**Задание:** Продолжите приведенный ниже текст о встречах Шевелева с Пероном, начав сразу после его последнего предложения.

**Учебный текст:**
"""

Встреча прошла в той же внешне искренней и дружественной обстановке. Услышав о согласии Москвы на установление дипломатических отношений, Перон встал и заявил, что это самый счастливый день в его жизни, и тут же добавил, что вести переговоры будет Брамуглия – будущий министр иностранных дел. Перед этой встречей Шевелев сделал Перону подарок, послав ему чёрную икру, водку и палехские шкатулки. Встреча завершилась тем, что все выпили по рюмке водки, после чего Перон разбил свою рюмку о паркет, воскликнув, что таков обычай аргентинцев. Все последовали его примеру. В отчёте Лакс не удержался от иронии: «Этот обычай наш Шевелев довольно хорошо освоил, в дальнейшем рюмки бились неоднократно».
Корреспондент ТАСС Юрий Дашкевич лучше всех умел подыграть Шевелеву. Лакс характеризовал журналиста не лучшим образом: «Возможно, Дашкевич хороший корреспондент, но честолюбец, карьерист, льстец и невыдержан в поведении. Дашкевич оказывал на Шевелева вредное влияние. Если бы не Дашкевич, Шевелеву удалось бы избежать многих ошибок. Держать себя в нужных рамках Дашкевич не умеет, позволяет себе фамильярность и плоские шутки. Обычным его коньком является саморекомендация как «представителя красного империализма». Это он говорил Перону, Брамуглии и Лагомарсину».

"""

**Фрагмент набора данных:**
"""

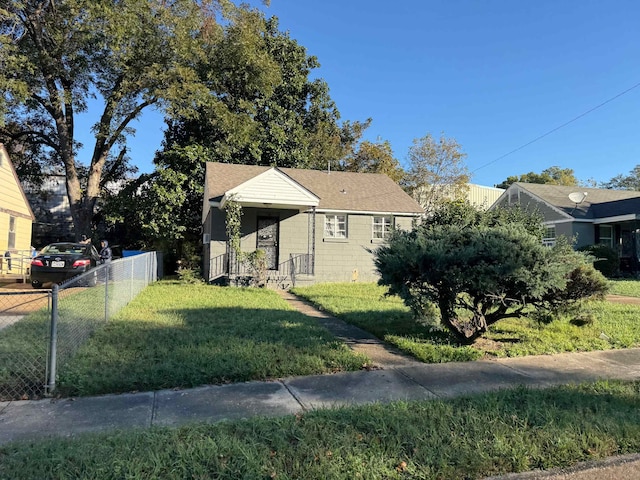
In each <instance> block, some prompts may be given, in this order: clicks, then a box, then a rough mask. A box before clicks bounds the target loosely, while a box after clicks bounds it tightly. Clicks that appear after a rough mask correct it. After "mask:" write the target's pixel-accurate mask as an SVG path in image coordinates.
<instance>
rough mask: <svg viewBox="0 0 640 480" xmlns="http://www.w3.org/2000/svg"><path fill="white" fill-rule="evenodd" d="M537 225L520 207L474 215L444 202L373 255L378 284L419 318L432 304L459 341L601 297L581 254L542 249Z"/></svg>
mask: <svg viewBox="0 0 640 480" xmlns="http://www.w3.org/2000/svg"><path fill="white" fill-rule="evenodd" d="M442 209H444V211H441V210H442ZM541 228H542V223H541V222H540V221H539V219H537V218H536V216H531V215H528V214H527V213H526V212H524V211H522V210H519V209H504V210H502V209H497V210H492V211H488V212H479V211H476V210H474V209H473V207H472V206H470V205H468V204H464V203H463V204H460V203H456V202H452V203H449V204H447V205H444V206H443V207H441V209H439V210H438V211H437V212H436V214H435V215H434V216H433V218H432V219H431V221H429V222H425V223H423V224H422V225H419V226H417V227H415V228H414V229H413V230H412V231H410V232H406V231H396V232H394V233H393V234H392V236H391V239H390V240H389V243H388V244H387V245H383V246H382V247H380V248H379V249H378V250H377V251H376V256H375V264H376V267H377V269H378V272H379V273H380V281H379V283H380V284H382V285H387V286H389V292H390V293H391V294H397V295H398V296H400V298H402V299H403V300H404V302H405V303H406V304H407V305H408V306H409V307H410V308H411V309H412V311H413V313H414V315H415V316H416V318H418V319H424V318H425V314H426V313H427V312H430V311H431V310H432V309H431V307H430V306H431V305H436V306H437V307H438V310H439V321H440V322H441V324H442V325H443V326H444V327H445V328H446V329H448V330H449V331H450V332H451V333H452V334H454V335H455V337H456V338H457V339H458V340H459V341H460V342H462V343H472V342H473V341H475V340H476V339H477V338H478V337H480V336H481V335H482V334H483V333H485V332H486V331H487V330H488V328H489V327H490V326H491V325H492V324H494V323H496V322H497V321H499V320H501V319H504V318H509V317H516V318H517V317H522V316H527V315H531V314H538V318H545V316H547V313H546V312H549V314H551V315H553V314H557V313H558V312H560V311H563V310H567V309H568V308H569V307H571V306H572V305H576V304H577V303H578V302H579V301H580V300H581V299H583V298H587V297H590V296H595V297H597V296H602V295H604V293H605V292H606V290H607V288H608V287H607V282H606V280H605V279H604V277H603V276H602V275H601V274H600V273H599V272H597V271H596V270H595V269H594V268H593V265H591V264H590V263H589V261H588V259H587V257H585V256H584V255H582V254H581V253H579V252H575V251H574V250H573V249H572V248H571V246H570V245H569V244H568V243H567V242H562V241H558V242H557V243H556V245H555V246H554V247H544V246H543V245H542V242H541V238H542V235H541Z"/></svg>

"""

**Ответ к заданию:**
По мнению Лакса, Шевелев подходил к работе с официальными лицами Аргентины «с элементами импровизации». Однажды после приёма у Перона 6 июня[129] Шевелев пригласил правительственных чиновников на ужин, и не нашёл лучшего места, чем ресторан «Русалка» с балалаечным оркестром «из беляков». Трактирный тип ресторана не соответствовал статусу Шевелева, но он «не хотел менять привычки и регулярно приглашал туда иностранных коллег».
Закрытого канала для дипломатической переписки ещё не было, и Лаксу надо было ехать в Монтевидео за телеграммой из Москвы с полным текстом коммюнике по поводу установления дипломатических отношений. Адресовалась телеграмма на «совпосла тов. Шевелева». Из этого торгпред сделал вывод, что именно он назначается послом и быстро вошёл в эту роль. Были заказаны визитные карточки и конверты с соответствующими атрибутами. В газетах появилось сообщение, что «из авторитетных источников стало известно, что Советский Союз будет представлять в Аргентине Константин Шевелев». Лакс не без оснований подозревал в этой утечке Дашкевича.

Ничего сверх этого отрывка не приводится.